# Text segment
----

“On the way to see the sick person he (the physician) should question the messenger who has summoned him upon the circumstances and the conditions of the illness of the patient; then, if not able to make any positive diagnosis after examining the pulse and the urine, he will at least excite the patient’s astonishment by his accurate knowledge of the symptoms of the disease, and thus win his confidence.”

Salerno taught as well as it could the science of medicine, and initiated great advances in surgery; but it also emphasized the art of medicine, and recognized very clearly that the personality of the physician counted for a great deal, and that his influence upon his patients must be fostered quite as sedulously as his knowledge of the resources of medicine for their ills.


CHAPTER IV

MONTPELLIER AND MEDICAL EDUCATION IN THE WEST

After Salerno the next great medical school was that of Montpellier in the South of France. The conditions which brought about its original establishment are very like those which occasioned the foundation of Salerno. Montpellier, situated not far from the Mediterranean, came to be a health resort. Patients flocked to it from many countries of the West of Europe; physicians settled there because patients were numerous, and medical instruction came to be offered to students. Fame came to the school. The fundamental reason for this striking development of the intellectual life seems to have been that Montpellier was not far from Marseilles, which had been a Greek colony originally and continued to be under Greek influence for many centuries. As a consequence of this the artistic and intellectual life of the southern part of France was higher during the earlier Middle Ages than that of any other part of Europe, except certain portions of South Italy. The remains of the magnificent architecture of the Roman period are well known, and Provence has always been famous for its intellectual and literary life. Among a people who were in this environment, we might well look for an early renaissance of education.

----

Collected data entries

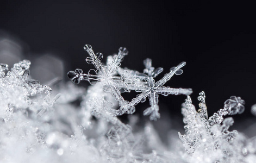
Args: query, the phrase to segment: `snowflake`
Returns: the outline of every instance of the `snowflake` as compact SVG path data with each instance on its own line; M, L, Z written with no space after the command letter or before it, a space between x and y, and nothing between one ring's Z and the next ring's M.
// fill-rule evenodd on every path
M103 66L101 62L103 57L102 54L97 53L95 54L90 45L86 45L84 49L90 55L85 60L88 63L93 64L96 70L91 69L88 74L85 74L81 69L78 68L74 71L70 71L67 76L76 84L79 83L81 80L87 80L92 84L95 82L101 82L104 90L110 92L119 103L120 108L116 112L117 115L124 113L133 114L135 111L134 106L140 102L145 102L148 97L151 107L145 110L143 114L151 115L151 120L157 120L160 117L158 94L164 96L170 94L188 95L192 93L191 89L174 89L163 86L174 74L179 75L182 73L183 70L180 68L185 65L185 62L171 68L168 73L155 83L154 78L163 71L163 68L160 67L155 70L151 66L152 61L149 59L144 61L146 68L144 73L142 73L120 67L123 57L128 54L126 48L121 47L117 55L109 57L107 66ZM117 76L117 74L120 76ZM131 90L142 93L129 102L124 99L121 92L130 92Z
M245 102L240 97L232 96L224 102L224 109L208 118L204 92L199 93L199 109L196 111L189 96L183 105L182 114L185 134L179 132L186 151L190 154L191 162L227 162L242 161L245 156L243 149L251 147L240 141L245 137L236 130L228 131L234 123L232 117L223 120L223 116L241 114L244 110ZM220 123L222 123L221 125ZM207 155L208 156L205 157Z

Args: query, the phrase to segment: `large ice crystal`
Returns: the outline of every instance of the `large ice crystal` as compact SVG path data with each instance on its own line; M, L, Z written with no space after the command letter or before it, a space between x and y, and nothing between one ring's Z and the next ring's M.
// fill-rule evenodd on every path
M170 94L188 95L192 93L191 89L174 89L163 86L174 74L179 75L182 73L183 71L180 68L185 65L185 62L180 63L177 67L171 68L169 73L155 82L154 78L161 73L163 68L159 67L155 70L152 66L152 61L149 59L144 61L146 68L143 73L128 69L118 71L123 57L128 54L128 51L126 48L121 47L118 54L108 57L107 66L103 66L101 62L103 58L102 54L97 53L95 54L92 47L89 45L85 46L84 49L90 56L86 58L86 61L88 64L92 64L96 70L91 69L88 74L85 74L82 70L78 68L74 71L70 71L67 74L68 78L77 84L79 83L81 80L87 80L91 84L95 82L101 82L104 90L111 92L118 102L120 108L116 112L117 115L124 113L133 114L135 111L134 106L140 102L145 102L148 97L151 107L145 110L143 114L145 115L151 115L151 120L157 120L160 118L158 94L164 96ZM120 76L116 76L118 72L121 72ZM124 100L121 96L122 90L126 92L134 90L142 93L129 102Z
M197 111L189 96L183 105L185 134L179 136L188 152L189 162L253 162L255 149L252 142L236 130L230 131L234 123L232 117L223 120L223 116L241 114L245 101L232 96L224 102L224 109L209 118L204 92L200 93L199 109ZM222 124L220 124L222 123Z
M150 107L143 114L156 120L160 118L159 94L190 95L191 89L163 86L182 73L185 62L155 82L163 69L153 67L149 59L141 73L120 67L128 54L125 48L109 56L105 65L102 54L95 54L89 45L85 49L90 56L86 61L95 69L88 73L77 69L68 77L75 83L89 82L92 84L86 88L58 78L42 85L30 76L27 60L10 70L0 64L1 162L255 162L256 137L229 131L234 120L223 118L243 112L240 97L230 97L223 109L208 117L204 92L198 97L197 111L188 96L182 109L184 135L164 116L152 122L130 115L124 123L118 116L132 114L135 105L147 98ZM132 91L139 94L130 102L122 96ZM252 107L254 115L255 108ZM164 126L168 129L159 129Z

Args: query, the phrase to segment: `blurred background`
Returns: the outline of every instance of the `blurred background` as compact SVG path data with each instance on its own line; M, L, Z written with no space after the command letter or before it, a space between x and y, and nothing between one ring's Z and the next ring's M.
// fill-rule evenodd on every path
M239 1L2 0L0 62L18 60L11 54L30 60L33 78L46 83L56 76L67 80L67 72L76 68L93 68L85 61L85 44L102 53L104 62L126 47L129 53L122 66L140 72L150 58L164 69L157 80L185 61L183 74L165 86L193 89L197 106L204 91L210 115L230 96L240 96L246 104L244 113L233 116L239 127L256 120L250 112L256 103L255 16L253 3ZM3 53L7 48L11 52ZM179 108L185 98L160 96L162 117L183 126Z

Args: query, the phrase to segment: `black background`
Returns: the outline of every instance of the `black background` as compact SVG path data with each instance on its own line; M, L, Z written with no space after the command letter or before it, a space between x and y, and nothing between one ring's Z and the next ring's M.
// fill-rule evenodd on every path
M124 46L129 54L122 66L142 72L143 60L150 58L153 66L164 68L157 79L185 61L183 74L173 77L165 86L192 88L196 105L197 95L204 91L210 115L222 108L230 96L240 96L246 101L246 110L235 116L235 121L254 118L250 113L256 103L256 15L252 3L1 2L0 29L29 45L25 52L28 59L33 54L49 52L65 61L66 72L76 68L86 72L92 67L84 61L88 56L83 49L85 44L105 54L104 61ZM181 122L179 108L185 98L182 95L160 97L160 109ZM138 108L147 105L140 104Z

----

# Exercise
Please quote the passage on Salerno and Montpellier between "Salerno taught as" and "for their ills.", inclusive. The lines above are separate material and have no connection to the passage on Salerno and Montpellier.

# Task output
Salerno taught as well as it could the science of medicine, and initiated great advances in surgery; but it also emphasized the art of medicine, and recognized very clearly that the personality of the physician counted for a great deal, and that his influence upon his patients must be fostered quite as sedulously as his knowledge of the resources of medicine for their ills.